- _Short task_: Copy out the lines from the one holding "Q: Can you identify where the anchor fluke" to the one holding "47 134 300 200", both included, without changing anything.

>> Begin Dataset

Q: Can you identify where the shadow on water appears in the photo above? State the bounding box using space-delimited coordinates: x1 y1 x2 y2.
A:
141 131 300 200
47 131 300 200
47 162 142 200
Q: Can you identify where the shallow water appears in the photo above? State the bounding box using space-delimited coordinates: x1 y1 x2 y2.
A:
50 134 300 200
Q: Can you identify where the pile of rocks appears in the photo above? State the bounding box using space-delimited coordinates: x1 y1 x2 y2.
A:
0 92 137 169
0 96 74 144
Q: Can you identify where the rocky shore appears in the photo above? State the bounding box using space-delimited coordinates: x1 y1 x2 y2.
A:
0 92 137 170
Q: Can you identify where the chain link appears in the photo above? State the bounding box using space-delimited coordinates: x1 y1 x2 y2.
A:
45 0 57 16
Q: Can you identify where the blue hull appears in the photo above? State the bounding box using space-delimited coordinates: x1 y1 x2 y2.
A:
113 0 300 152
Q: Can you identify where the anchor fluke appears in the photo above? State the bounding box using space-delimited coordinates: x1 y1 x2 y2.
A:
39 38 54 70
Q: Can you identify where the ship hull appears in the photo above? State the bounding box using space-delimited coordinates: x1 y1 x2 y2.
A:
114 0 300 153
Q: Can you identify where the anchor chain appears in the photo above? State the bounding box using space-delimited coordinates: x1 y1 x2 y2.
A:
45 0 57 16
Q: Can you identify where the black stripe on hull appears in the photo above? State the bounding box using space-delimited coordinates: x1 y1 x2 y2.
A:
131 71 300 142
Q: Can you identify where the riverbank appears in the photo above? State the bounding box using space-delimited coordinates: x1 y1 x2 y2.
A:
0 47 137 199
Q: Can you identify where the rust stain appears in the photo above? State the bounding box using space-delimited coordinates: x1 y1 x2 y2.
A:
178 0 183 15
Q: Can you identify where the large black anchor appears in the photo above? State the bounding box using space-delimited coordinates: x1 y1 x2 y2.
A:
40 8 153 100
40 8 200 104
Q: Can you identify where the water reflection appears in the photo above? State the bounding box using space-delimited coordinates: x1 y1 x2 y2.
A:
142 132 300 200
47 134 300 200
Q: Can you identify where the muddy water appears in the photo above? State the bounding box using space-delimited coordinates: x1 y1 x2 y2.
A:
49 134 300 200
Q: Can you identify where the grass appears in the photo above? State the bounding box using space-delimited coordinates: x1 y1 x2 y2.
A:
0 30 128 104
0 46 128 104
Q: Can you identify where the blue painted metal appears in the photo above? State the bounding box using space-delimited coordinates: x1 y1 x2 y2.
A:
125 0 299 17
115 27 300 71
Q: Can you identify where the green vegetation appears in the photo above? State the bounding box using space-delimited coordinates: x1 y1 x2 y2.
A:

>> End Dataset

- _Final answer_:
Q: Can you identify where the anchor fluke appears in the photo above? State the bounding box using space-delimited coordinates: x1 y1 x2 y2.
A:
39 38 54 70
Q: Can you identify where the ship hull appears in the photo above? State the bounding box using space-delimited coordinates: x1 y1 x2 y2.
A:
114 0 300 153
Q: Can you identify where the anchor chain appears in the photo above? State the bounding box using space-delimited coordinates: x1 y1 x2 y2.
A:
45 0 57 16
Q: Can you identify where the black stripe on hull appears in the photo above? State the bounding box using space-delimited coordinates: x1 y1 x2 y2.
A:
131 71 300 142
Q: Can you identify where the riverbank appears in the photo above? State the bounding box using space-delimited coordinates: x1 y1 x2 y2.
A:
0 47 137 199
Q: Can you identify where the rust stain appears in the photo above? State the bounding box using space-delimited coordinates: x1 y1 x2 y2.
A:
178 0 183 15
Q: Can you identify where the large black anchor appears in the photo above? State the bounding box using space-delimited coordinates: x1 y1 x2 y2.
A:
40 8 153 100
40 8 200 104
Q: Can you identify where the water reflection appears in the photo above? State the bounding box using space-delimited coordinates: x1 y1 x2 y2.
A:
142 132 300 200
47 134 300 200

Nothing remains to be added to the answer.